Pull out each line of the items below that contains the string "bbox", copying every such line unchanged.
....................
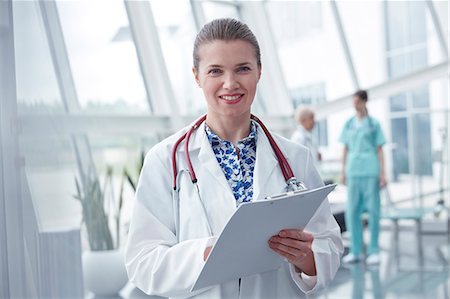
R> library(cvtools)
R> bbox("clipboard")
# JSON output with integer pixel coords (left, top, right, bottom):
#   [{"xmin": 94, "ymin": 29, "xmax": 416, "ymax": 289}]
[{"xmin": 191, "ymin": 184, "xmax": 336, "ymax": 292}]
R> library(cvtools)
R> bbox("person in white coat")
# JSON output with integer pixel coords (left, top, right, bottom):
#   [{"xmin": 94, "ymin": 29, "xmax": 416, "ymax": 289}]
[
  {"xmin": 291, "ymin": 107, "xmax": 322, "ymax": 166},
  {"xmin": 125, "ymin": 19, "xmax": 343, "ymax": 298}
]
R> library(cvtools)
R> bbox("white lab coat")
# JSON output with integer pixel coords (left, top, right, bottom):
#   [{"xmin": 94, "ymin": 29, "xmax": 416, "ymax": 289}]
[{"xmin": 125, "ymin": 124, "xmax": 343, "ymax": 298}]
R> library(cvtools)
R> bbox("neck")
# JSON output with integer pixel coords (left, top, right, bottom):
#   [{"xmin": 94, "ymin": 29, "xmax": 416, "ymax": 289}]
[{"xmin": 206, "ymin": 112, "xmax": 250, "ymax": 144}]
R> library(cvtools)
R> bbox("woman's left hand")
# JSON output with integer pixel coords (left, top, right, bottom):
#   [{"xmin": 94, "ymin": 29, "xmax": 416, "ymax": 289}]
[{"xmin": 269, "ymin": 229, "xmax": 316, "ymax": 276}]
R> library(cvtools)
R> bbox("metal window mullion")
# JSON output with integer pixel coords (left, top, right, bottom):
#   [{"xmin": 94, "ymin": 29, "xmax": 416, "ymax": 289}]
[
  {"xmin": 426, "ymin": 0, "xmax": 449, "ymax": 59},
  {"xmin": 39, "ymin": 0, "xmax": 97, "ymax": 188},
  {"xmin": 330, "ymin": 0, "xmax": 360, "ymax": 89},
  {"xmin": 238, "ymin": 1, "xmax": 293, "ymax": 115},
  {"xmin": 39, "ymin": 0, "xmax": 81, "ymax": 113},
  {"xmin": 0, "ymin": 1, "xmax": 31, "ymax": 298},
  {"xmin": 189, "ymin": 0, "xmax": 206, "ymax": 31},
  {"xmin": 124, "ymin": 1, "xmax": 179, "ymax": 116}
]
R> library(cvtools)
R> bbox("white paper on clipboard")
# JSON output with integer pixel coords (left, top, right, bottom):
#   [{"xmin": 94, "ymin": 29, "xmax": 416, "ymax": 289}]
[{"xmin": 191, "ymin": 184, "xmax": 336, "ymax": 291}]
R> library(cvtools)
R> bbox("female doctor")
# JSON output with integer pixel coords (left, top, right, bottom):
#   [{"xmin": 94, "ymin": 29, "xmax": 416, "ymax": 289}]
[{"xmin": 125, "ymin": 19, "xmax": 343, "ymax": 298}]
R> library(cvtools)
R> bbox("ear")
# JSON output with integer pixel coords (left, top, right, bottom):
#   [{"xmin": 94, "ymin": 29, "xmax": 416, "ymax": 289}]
....................
• **SOLUTION TO THIS EXERCISE**:
R> bbox("clipboard")
R> bbox("person in white coat")
R> bbox("white lab coat")
R> bbox("neck")
R> bbox("woman's left hand")
R> bbox("metal window mullion")
R> bbox("white paper on clipboard")
R> bbox("female doctor")
R> bbox("ear")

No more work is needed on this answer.